Shape boundary entries:
** Begin **

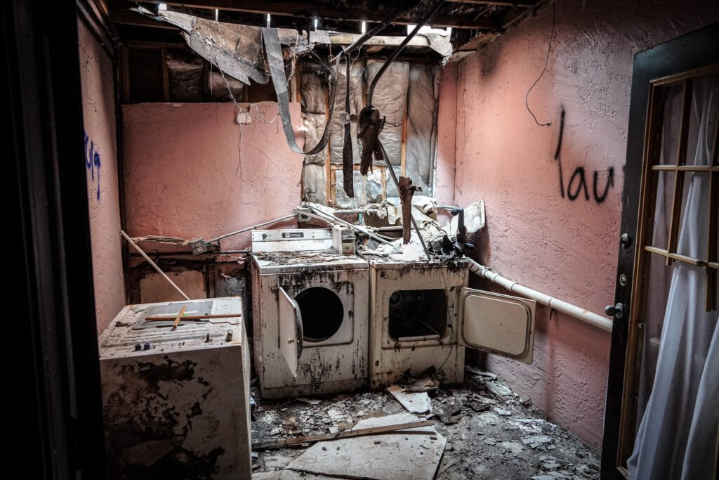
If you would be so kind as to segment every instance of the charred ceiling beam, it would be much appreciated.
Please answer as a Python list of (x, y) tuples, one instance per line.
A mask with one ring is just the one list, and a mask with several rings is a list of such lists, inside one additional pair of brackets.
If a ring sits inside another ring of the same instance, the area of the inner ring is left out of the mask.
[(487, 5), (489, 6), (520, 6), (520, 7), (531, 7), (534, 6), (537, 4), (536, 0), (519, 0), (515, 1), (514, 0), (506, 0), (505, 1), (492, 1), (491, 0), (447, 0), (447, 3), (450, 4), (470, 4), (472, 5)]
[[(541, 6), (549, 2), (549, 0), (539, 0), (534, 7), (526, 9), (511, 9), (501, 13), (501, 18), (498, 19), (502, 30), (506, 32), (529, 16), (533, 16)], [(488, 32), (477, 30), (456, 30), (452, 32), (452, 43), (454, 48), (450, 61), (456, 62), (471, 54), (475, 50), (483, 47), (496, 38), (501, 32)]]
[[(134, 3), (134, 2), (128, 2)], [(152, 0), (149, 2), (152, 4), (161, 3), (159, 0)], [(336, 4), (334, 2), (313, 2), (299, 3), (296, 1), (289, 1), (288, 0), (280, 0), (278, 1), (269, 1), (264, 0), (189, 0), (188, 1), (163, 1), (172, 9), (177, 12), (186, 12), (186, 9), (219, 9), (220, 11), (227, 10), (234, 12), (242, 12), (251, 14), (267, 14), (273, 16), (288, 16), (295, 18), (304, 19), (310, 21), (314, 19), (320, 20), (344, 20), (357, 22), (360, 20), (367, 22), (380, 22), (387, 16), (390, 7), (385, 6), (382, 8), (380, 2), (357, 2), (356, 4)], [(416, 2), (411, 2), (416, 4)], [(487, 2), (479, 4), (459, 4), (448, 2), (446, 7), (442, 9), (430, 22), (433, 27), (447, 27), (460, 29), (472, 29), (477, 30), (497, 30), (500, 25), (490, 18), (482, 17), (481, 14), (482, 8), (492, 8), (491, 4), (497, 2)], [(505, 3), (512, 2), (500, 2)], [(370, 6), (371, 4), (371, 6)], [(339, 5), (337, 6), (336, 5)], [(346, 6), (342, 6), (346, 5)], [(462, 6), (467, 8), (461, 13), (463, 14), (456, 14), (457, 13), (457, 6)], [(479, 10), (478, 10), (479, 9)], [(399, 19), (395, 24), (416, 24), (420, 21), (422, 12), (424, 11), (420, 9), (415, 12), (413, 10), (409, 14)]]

** End **
** Begin **

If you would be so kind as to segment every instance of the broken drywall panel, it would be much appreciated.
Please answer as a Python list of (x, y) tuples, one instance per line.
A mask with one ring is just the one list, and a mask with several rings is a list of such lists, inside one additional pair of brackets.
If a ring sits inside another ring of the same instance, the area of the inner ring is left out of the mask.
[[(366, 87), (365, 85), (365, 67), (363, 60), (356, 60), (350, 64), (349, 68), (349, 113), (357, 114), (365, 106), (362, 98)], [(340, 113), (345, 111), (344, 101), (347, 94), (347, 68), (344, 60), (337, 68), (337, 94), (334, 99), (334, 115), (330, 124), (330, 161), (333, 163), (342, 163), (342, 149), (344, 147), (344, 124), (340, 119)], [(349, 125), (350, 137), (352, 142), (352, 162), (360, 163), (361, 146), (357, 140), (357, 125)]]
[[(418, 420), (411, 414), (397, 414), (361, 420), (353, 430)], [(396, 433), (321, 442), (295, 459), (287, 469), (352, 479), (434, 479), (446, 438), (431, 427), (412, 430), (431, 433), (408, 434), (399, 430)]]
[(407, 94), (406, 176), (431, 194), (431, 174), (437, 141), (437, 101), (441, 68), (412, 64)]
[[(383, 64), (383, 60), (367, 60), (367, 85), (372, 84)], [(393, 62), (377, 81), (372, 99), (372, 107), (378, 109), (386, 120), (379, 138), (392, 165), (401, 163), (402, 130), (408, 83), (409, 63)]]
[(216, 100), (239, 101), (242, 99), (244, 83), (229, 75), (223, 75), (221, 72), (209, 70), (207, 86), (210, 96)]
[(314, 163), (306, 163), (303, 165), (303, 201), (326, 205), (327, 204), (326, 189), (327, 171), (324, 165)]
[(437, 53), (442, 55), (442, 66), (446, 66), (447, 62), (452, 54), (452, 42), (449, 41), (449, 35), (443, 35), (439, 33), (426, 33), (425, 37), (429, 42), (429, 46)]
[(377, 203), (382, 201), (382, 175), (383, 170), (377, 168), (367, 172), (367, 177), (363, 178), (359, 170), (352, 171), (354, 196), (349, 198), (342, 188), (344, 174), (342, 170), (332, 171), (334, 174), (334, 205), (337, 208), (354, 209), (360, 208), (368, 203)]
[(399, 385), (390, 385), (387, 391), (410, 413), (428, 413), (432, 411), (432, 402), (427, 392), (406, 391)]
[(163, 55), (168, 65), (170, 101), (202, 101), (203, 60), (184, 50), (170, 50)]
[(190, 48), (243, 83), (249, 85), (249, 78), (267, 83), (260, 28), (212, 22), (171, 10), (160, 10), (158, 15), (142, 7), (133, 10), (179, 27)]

** End **

## What is asked
Output every line of the records from the line containing "beam, it would be much appreciated." through the line containing "4), (472, 5)]", including both of those lines, with each line copied unchanged.

## Task response
If you would be so kind as to segment every instance of the charred ceiling beam, it would be much appreciated.
Please answer as a Python list of (x, y) tuples, one instance per line.
A mask with one ring is just the one list, and a mask with several rings is a list of such lists, inside one additional pair of brackets.
If a ring sits inside another ring of the same instance, the area of the inner ring is left out of the mask.
[(487, 5), (489, 6), (520, 6), (520, 7), (531, 7), (534, 6), (537, 4), (536, 0), (519, 0), (515, 1), (514, 0), (506, 0), (505, 1), (492, 1), (491, 0), (447, 0), (447, 3), (450, 4), (470, 4), (472, 5)]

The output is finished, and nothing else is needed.